EXCERPTED DATA:
# # # # #

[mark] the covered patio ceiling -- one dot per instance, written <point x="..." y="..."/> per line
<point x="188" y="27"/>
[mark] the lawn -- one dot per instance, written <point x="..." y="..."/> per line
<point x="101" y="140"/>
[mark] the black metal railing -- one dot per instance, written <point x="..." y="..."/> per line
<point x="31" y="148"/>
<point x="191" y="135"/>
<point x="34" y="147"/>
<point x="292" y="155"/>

# # # # #

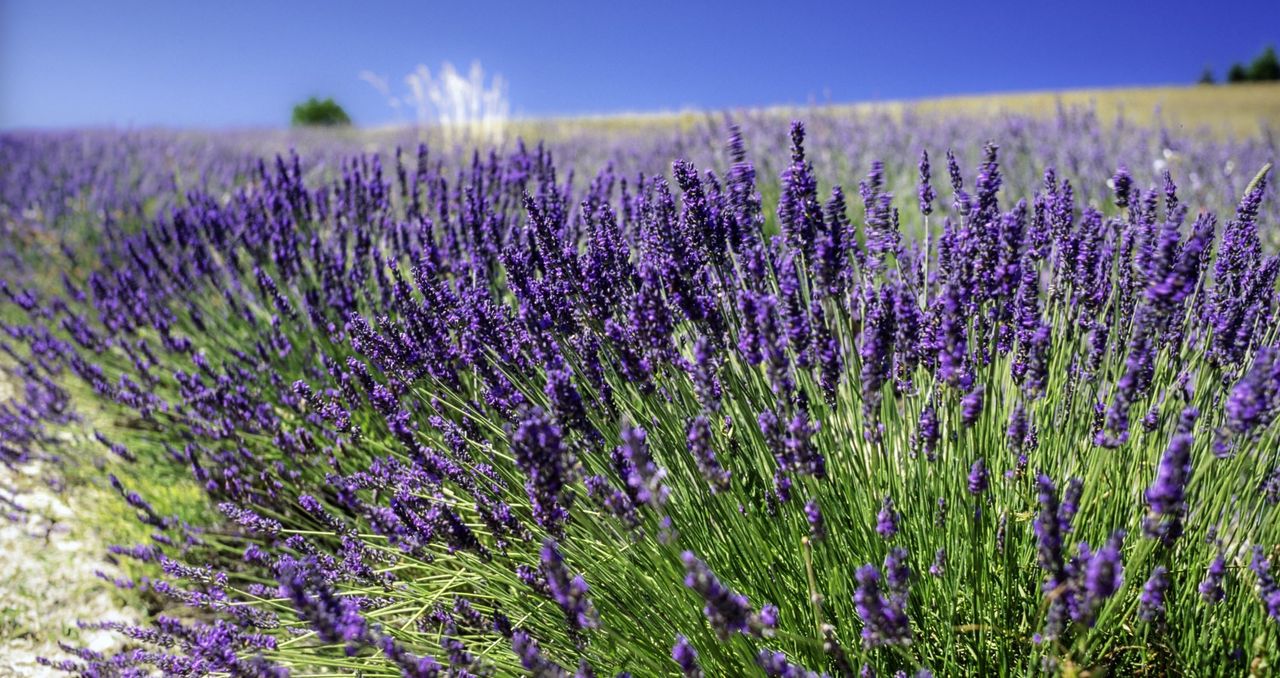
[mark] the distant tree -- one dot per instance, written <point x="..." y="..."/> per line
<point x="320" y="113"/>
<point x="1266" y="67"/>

# # # # #

GIVEN REQUEST:
Pick out every line in the records above that contains the string "written". Case counts.

RESPONSE BELOW:
[mark] the covered patio ceiling -- one dot per instance, written <point x="..." y="..."/> per line
[mark] the lawn -- one dot per instance, written <point x="..." y="..."/> per line
[mark] the black metal railing -- one dot per instance, written <point x="..." y="..."/> per line
[mark] the distant tree -- one dot per instance, written <point x="..." y="..."/> per line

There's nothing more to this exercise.